Copy the listing below word for word, leaving every line unchanged.

-- BEGIN MATERIAL FOR THIS TASK --

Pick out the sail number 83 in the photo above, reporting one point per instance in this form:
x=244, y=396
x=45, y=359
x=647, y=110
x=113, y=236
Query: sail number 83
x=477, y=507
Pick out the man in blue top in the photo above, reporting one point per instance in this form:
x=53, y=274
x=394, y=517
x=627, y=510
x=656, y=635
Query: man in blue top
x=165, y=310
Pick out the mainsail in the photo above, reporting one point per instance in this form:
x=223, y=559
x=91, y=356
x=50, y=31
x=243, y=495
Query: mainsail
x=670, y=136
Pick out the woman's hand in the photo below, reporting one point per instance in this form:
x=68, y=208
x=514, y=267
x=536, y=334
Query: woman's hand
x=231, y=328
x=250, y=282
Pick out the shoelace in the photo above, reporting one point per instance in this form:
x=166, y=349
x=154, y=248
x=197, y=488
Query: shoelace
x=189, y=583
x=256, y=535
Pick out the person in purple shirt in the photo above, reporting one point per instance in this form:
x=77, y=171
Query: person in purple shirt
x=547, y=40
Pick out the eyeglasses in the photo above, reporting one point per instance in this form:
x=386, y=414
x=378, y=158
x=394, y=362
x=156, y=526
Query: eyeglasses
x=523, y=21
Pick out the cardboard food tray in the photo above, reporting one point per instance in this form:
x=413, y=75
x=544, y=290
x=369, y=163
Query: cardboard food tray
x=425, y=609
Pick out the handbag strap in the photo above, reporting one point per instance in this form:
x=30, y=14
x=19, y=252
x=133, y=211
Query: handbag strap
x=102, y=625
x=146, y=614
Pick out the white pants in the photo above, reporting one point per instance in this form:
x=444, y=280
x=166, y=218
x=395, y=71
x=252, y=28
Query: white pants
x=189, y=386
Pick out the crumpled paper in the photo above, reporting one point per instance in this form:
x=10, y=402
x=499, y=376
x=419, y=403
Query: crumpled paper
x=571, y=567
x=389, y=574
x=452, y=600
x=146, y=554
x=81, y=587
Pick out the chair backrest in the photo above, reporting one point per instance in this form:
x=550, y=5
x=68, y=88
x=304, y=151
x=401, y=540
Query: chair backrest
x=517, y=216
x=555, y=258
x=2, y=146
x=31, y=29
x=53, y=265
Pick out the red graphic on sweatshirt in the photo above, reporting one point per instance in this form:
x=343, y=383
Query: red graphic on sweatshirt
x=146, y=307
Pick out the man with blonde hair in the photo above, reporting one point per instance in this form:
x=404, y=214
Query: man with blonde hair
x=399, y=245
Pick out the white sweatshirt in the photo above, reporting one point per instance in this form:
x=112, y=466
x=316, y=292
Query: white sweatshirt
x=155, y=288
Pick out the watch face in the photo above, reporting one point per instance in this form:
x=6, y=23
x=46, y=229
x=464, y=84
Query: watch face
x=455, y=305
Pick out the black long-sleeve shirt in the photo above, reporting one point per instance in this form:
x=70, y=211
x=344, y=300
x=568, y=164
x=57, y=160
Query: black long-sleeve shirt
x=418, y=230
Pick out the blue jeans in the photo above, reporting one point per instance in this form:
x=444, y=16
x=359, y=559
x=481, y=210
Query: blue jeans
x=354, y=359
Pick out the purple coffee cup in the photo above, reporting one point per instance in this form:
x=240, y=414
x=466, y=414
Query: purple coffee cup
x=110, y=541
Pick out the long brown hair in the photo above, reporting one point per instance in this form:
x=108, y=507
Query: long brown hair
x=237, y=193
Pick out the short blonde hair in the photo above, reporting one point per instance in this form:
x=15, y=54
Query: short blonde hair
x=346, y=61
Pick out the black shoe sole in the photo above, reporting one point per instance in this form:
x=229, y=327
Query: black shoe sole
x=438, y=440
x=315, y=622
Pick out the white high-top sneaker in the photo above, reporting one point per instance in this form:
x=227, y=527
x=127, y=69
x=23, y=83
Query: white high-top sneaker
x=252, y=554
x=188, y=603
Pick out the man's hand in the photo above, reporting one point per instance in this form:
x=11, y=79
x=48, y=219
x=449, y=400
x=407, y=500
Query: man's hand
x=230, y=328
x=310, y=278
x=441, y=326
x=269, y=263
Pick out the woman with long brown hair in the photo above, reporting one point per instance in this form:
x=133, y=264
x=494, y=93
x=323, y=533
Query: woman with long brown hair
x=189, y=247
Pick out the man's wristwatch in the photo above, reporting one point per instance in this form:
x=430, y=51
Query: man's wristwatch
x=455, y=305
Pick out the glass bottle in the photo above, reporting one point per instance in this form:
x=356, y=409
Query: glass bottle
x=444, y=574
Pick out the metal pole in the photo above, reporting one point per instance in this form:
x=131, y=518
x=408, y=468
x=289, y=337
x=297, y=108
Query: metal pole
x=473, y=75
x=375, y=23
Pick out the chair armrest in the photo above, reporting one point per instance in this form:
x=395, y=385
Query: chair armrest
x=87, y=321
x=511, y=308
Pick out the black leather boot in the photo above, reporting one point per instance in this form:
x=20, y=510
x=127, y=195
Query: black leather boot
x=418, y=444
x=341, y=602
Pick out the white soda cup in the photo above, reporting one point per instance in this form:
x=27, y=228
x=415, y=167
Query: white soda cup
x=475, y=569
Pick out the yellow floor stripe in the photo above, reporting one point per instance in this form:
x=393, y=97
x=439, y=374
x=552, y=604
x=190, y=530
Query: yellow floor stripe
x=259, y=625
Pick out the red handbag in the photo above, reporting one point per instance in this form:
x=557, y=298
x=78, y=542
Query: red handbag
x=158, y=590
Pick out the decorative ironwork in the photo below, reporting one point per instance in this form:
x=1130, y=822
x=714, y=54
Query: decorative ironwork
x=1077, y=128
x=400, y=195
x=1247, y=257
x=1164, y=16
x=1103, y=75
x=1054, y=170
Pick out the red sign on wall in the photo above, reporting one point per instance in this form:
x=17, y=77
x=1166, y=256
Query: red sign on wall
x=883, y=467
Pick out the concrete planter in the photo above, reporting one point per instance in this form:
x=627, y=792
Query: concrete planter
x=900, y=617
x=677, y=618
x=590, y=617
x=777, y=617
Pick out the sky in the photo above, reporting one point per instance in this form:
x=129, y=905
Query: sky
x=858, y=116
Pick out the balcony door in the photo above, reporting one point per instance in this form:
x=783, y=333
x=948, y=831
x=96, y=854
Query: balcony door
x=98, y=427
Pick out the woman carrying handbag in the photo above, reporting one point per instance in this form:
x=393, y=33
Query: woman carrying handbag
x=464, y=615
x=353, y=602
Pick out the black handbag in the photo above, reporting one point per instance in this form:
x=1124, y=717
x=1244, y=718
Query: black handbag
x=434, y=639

-- END MATERIAL FOR THIS TASK --

OUTPUT:
Pick out the sail number 83 in the photo above, reporting one point per instance in this form:
x=244, y=396
x=45, y=359
x=647, y=110
x=113, y=236
Query: sail number 83
x=477, y=507
Pick out the man in blue top in the photo above, reporting one point per instance in this form:
x=53, y=274
x=394, y=517
x=627, y=510
x=656, y=635
Query: man in blue top
x=165, y=310
Pick out the mainsail in the photo above, reporting one point per instance in this form:
x=223, y=559
x=91, y=356
x=50, y=31
x=243, y=495
Query: mainsail
x=670, y=136
Pick out the woman's hand in the photo below, reporting one point per instance in this form:
x=68, y=208
x=514, y=267
x=536, y=334
Query: woman's hand
x=231, y=328
x=250, y=282
Pick out the shoelace in the photo above, reporting one point per instance in this form:
x=166, y=349
x=154, y=248
x=197, y=488
Query: shoelace
x=189, y=583
x=256, y=535
Pick out the person in purple shirt in the photo above, reporting one point per instance in this form:
x=77, y=171
Query: person in purple shirt
x=547, y=40
Pick out the eyeglasses in the photo above, reporting one point per instance in this form:
x=386, y=414
x=378, y=158
x=394, y=362
x=156, y=526
Query: eyeglasses
x=523, y=21
Pick out the cardboard food tray in the photo above, reporting one point per instance in this form:
x=413, y=75
x=544, y=290
x=369, y=163
Query: cardboard food tray
x=425, y=609
Pick out the handbag strap in the photo above, reporting one point per instance in this form:
x=30, y=14
x=19, y=252
x=133, y=211
Query: handbag strap
x=102, y=625
x=146, y=614
Pick out the white pants in the photo above, reporting one point per instance in this form:
x=444, y=280
x=166, y=218
x=395, y=71
x=252, y=28
Query: white pants
x=189, y=386
Pick out the crumpled paper in the photo above, reporting one point per instance in this form:
x=10, y=402
x=499, y=376
x=419, y=403
Query: crumpled paper
x=571, y=567
x=389, y=574
x=452, y=600
x=146, y=554
x=81, y=587
Pick out the chair backrest in the photo above, reporting one point per instance in this form:
x=550, y=5
x=68, y=88
x=304, y=151
x=401, y=540
Query: chair backrest
x=517, y=216
x=555, y=258
x=2, y=146
x=31, y=29
x=53, y=265
Pick out the red graphic on sweatshirt in the photo above, reporting one point per instance in this form:
x=343, y=383
Query: red graphic on sweatshirt
x=146, y=307
Pick out the man with blonde hair in the photo above, reporting one point per instance in this form:
x=404, y=214
Query: man with blonde hair
x=399, y=245
Pick out the white sweatshirt in the photo above, reporting one point per instance in this form:
x=112, y=466
x=316, y=292
Query: white sweatshirt
x=155, y=288
Pick out the watch face in the photo above, reporting one point per instance in this form:
x=6, y=23
x=46, y=229
x=464, y=84
Query: watch face
x=455, y=305
Pick out the black long-sleeve shirt in the photo above, reporting one point per instance in this form:
x=70, y=211
x=344, y=300
x=568, y=164
x=57, y=160
Query: black long-sleeve shirt
x=418, y=230
Pick out the blue jeans in the photo above, reporting one point per instance in this form:
x=444, y=16
x=359, y=559
x=481, y=210
Query: blue jeans
x=354, y=359
Pick out the purple coffee cup in the photo above, reporting one point per instance in this form:
x=240, y=414
x=466, y=414
Query: purple coffee cup
x=110, y=541
Pick out the long brown hair in the photo above, reporting one point per instance in this form:
x=108, y=507
Query: long brown hair
x=237, y=193
Pick out the short blonde hair in the photo above, reporting one point per instance in this form:
x=15, y=54
Query: short blonde hair
x=346, y=61
Pick out the black shoe sole in the photo above, reporting one point per instance in this form:
x=229, y=327
Query: black shoe sole
x=438, y=440
x=315, y=622
Pick out the white high-top sneaker in the photo above, reporting one point per instance in this form:
x=227, y=527
x=127, y=69
x=23, y=83
Query: white high-top sneaker
x=252, y=554
x=188, y=603
Pick out the man's hand in the photo above, reporting one point per instance in this form:
x=11, y=79
x=48, y=219
x=449, y=400
x=407, y=500
Query: man's hand
x=230, y=328
x=310, y=278
x=441, y=326
x=269, y=263
Pick out the woman with long brown hair in the photo above, reporting one point per instance in this form:
x=133, y=264
x=494, y=93
x=323, y=533
Query: woman with long brown hair
x=189, y=247
Pick out the man's wristwatch in the photo above, reporting one point per instance in this form:
x=430, y=51
Query: man's wristwatch
x=455, y=305
Pick out the glass bottle in the photo above, reporting one point per instance in this form:
x=356, y=409
Query: glass bottle
x=444, y=574
Pick out the metal pole in the photo above, reporting one point per instance in this form:
x=131, y=518
x=408, y=468
x=289, y=337
x=297, y=108
Query: metal pole
x=473, y=75
x=375, y=23
Pick out the chair armrest in the photo above, reporting one point per instance in this form:
x=395, y=385
Query: chair armrest
x=87, y=321
x=511, y=308
Pick out the black leather boot in the photo above, reporting one point per instance in this form:
x=20, y=510
x=127, y=195
Query: black leather boot
x=418, y=444
x=341, y=602
Pick out the white soda cup in the photo above, reporting one point per instance in this form:
x=27, y=228
x=415, y=167
Query: white soda cup
x=475, y=569
Pick out the yellow floor stripe in the photo above, reporting one point per instance in this form:
x=393, y=97
x=439, y=374
x=552, y=604
x=190, y=530
Query: yellow floor stripe
x=259, y=625
Pick out the red handbag in the photo above, reporting one point per instance in this form:
x=557, y=298
x=78, y=542
Query: red handbag
x=158, y=590
Pick out the decorative ironwork in the photo below, reporting one point per instance in this form:
x=1130, y=822
x=714, y=54
Query: decorative ironwork
x=1077, y=128
x=400, y=195
x=1247, y=257
x=1164, y=16
x=1103, y=75
x=1054, y=170
Pick out the red sign on wall in the photo above, reporting one point per instance in this form:
x=17, y=77
x=1166, y=256
Query: red sign on wall
x=883, y=467
Pick out the concrete planter in the photo above, reporting one point per instance in this form:
x=627, y=792
Query: concrete planter
x=900, y=617
x=677, y=618
x=590, y=617
x=777, y=617
Pick out the sky in the photo above, reporting one point per instance in this form:
x=129, y=905
Query: sky
x=858, y=116
Pick out the balcony door in the photo above, reporting one point per instance in this form:
x=783, y=333
x=948, y=831
x=96, y=854
Query: balcony door
x=98, y=427
Pick out the woman carrying handbag in the photo above, reporting one point per instance in this form:
x=393, y=33
Query: woman carrying handbag
x=464, y=615
x=353, y=602
Pick out the black handbag in the photo above, reporting one point per instance in this form:
x=1124, y=717
x=1244, y=718
Query: black handbag
x=434, y=639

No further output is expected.